Please pick out and copy every line in the items below that contains the string "leather".
--- --- ---
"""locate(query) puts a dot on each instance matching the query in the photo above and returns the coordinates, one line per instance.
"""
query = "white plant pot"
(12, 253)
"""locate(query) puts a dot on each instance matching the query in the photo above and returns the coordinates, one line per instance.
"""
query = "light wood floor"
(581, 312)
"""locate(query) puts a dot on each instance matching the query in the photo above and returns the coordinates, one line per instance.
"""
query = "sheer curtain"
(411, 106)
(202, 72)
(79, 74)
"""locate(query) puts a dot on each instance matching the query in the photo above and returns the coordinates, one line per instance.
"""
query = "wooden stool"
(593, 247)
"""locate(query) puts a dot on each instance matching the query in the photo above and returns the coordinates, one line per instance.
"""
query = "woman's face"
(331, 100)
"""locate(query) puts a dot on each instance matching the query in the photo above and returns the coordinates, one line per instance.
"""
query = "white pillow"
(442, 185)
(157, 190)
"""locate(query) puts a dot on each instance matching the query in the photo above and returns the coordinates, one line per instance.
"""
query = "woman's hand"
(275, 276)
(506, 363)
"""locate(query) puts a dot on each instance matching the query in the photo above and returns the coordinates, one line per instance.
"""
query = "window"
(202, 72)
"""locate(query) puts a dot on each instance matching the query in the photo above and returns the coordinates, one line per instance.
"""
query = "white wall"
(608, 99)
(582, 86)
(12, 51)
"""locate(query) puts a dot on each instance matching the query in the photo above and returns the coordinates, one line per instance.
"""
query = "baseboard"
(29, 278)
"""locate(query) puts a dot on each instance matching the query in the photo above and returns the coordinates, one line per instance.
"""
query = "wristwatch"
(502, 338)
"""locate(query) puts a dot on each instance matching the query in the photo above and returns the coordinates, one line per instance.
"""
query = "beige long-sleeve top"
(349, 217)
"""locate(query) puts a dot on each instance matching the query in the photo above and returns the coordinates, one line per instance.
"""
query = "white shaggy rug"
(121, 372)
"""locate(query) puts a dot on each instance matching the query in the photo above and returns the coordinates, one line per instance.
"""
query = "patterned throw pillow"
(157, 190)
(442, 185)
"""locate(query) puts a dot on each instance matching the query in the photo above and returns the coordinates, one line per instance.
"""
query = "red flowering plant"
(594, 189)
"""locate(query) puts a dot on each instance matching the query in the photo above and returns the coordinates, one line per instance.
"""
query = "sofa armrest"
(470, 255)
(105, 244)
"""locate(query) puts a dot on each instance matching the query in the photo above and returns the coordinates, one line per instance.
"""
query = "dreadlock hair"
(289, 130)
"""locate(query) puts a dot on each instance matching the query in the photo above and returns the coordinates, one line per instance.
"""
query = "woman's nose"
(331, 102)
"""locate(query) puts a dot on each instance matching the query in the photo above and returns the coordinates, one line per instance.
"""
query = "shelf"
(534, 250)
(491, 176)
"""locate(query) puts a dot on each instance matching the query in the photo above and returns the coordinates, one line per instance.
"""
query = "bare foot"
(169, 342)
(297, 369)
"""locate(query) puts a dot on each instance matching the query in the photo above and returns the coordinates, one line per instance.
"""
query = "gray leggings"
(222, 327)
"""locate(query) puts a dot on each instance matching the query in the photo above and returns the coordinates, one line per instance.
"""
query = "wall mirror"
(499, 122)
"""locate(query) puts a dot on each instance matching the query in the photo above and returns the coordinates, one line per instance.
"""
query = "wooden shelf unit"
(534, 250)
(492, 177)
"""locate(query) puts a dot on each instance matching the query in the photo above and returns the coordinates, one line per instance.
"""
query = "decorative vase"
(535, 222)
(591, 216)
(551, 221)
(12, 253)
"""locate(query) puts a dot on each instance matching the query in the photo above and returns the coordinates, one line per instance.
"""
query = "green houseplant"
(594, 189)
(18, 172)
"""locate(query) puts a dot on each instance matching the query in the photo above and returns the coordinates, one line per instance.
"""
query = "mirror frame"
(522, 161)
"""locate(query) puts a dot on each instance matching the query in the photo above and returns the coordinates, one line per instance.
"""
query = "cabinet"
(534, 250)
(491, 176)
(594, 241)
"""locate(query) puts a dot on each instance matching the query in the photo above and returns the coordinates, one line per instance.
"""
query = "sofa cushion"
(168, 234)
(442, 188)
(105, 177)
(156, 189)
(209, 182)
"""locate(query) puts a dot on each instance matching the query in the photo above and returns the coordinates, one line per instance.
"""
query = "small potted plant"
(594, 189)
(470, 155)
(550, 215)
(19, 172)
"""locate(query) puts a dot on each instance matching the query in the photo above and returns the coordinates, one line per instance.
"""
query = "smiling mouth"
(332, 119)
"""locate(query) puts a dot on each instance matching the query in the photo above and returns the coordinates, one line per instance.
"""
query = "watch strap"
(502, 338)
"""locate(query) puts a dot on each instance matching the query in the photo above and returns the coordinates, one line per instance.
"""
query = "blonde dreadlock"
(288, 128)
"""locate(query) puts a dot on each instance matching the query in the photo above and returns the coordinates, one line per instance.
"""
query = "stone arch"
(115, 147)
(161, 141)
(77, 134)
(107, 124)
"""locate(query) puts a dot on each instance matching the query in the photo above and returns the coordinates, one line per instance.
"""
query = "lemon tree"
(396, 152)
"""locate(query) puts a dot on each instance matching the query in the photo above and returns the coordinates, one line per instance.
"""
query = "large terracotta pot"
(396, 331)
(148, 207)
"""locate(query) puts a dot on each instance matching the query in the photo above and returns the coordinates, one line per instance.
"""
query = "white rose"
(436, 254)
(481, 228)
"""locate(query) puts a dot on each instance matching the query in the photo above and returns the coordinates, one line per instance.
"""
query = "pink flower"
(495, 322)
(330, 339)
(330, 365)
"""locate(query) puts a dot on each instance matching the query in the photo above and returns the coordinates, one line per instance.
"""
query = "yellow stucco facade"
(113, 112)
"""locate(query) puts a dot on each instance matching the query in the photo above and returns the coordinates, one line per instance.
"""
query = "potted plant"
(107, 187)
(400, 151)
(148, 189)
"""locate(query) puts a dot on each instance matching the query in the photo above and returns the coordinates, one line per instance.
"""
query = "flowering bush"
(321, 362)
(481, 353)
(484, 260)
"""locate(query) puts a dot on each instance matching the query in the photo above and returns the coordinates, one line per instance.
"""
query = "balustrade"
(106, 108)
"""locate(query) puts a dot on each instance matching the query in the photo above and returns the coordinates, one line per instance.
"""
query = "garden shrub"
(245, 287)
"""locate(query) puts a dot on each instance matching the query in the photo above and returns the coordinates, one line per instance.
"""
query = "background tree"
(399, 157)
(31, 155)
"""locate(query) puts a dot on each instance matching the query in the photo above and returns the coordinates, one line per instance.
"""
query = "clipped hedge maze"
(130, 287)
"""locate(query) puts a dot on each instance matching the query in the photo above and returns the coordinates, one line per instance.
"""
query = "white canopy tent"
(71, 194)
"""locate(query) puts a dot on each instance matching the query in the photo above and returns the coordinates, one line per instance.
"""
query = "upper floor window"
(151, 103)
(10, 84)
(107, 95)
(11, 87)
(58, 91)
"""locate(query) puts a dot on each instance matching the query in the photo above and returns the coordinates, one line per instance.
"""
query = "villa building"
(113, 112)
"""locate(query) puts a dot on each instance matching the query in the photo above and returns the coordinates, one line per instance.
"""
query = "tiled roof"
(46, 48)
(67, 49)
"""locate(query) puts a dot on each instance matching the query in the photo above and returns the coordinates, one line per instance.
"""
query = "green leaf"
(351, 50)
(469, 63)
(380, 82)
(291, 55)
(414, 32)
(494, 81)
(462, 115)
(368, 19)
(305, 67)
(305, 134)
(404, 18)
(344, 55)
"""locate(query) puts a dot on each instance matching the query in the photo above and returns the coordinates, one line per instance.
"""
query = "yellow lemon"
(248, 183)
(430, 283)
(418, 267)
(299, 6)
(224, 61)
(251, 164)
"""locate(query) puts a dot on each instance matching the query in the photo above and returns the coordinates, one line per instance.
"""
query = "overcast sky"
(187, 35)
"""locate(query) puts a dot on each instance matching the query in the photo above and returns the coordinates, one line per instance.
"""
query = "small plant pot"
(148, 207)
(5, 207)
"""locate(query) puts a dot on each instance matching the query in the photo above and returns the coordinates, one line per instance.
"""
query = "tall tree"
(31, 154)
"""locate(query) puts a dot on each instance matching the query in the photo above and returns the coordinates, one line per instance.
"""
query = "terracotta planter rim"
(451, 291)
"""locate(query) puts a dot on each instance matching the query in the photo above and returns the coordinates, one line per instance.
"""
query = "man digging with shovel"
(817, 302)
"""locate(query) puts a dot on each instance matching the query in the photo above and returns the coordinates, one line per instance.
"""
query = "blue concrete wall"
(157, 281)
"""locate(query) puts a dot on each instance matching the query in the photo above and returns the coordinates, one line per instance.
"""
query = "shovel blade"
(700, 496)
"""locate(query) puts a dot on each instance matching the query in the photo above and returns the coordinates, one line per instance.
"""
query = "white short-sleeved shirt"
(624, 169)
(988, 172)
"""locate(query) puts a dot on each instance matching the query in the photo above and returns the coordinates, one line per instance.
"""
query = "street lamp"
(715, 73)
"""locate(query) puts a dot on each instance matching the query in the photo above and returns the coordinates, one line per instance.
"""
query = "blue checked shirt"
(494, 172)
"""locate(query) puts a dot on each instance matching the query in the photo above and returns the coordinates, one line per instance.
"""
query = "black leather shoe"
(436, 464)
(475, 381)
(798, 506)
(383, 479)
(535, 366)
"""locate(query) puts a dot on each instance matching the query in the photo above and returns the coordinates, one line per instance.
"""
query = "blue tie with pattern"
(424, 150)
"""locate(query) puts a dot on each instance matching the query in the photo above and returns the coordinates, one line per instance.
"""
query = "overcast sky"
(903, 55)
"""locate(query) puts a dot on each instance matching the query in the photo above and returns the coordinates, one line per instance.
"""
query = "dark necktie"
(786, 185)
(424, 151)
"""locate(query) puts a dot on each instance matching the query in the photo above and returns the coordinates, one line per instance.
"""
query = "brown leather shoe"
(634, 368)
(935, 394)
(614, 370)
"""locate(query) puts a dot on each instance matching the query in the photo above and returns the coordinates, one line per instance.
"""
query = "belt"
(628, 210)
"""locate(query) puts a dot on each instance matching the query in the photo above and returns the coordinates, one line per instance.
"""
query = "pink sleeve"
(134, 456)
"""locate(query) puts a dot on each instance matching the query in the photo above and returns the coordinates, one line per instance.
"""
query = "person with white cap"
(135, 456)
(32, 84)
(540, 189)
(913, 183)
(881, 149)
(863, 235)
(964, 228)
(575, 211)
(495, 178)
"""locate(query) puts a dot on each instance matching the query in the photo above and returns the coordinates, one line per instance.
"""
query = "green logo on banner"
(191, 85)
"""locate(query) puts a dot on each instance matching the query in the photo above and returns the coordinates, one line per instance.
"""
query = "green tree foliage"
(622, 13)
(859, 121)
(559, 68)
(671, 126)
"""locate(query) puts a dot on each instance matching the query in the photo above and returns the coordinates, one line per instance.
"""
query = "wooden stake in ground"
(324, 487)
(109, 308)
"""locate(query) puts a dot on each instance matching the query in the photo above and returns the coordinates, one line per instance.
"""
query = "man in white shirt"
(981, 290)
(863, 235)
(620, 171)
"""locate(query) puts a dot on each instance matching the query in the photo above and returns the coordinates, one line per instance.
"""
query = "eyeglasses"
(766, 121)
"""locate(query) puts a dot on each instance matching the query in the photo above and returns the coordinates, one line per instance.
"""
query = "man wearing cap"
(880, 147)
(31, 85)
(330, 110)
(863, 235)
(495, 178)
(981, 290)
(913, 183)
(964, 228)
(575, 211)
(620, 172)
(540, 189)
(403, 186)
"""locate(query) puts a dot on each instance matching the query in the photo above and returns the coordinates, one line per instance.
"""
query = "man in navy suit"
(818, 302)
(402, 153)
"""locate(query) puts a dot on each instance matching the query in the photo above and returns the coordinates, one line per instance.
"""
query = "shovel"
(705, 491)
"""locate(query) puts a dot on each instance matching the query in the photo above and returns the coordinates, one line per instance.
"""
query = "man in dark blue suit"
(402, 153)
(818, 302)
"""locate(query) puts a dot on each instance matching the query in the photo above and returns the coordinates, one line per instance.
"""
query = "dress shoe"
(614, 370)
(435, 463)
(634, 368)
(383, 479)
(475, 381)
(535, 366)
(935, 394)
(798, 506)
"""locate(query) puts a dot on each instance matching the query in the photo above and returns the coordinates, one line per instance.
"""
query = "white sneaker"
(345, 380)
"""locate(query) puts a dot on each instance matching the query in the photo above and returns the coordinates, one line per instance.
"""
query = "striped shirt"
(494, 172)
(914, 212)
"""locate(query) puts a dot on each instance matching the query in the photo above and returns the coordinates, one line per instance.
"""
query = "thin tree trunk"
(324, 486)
--- --- ---
FINISHED EXERCISE:
query = "black leather shoe"
query = "brown leather shoe"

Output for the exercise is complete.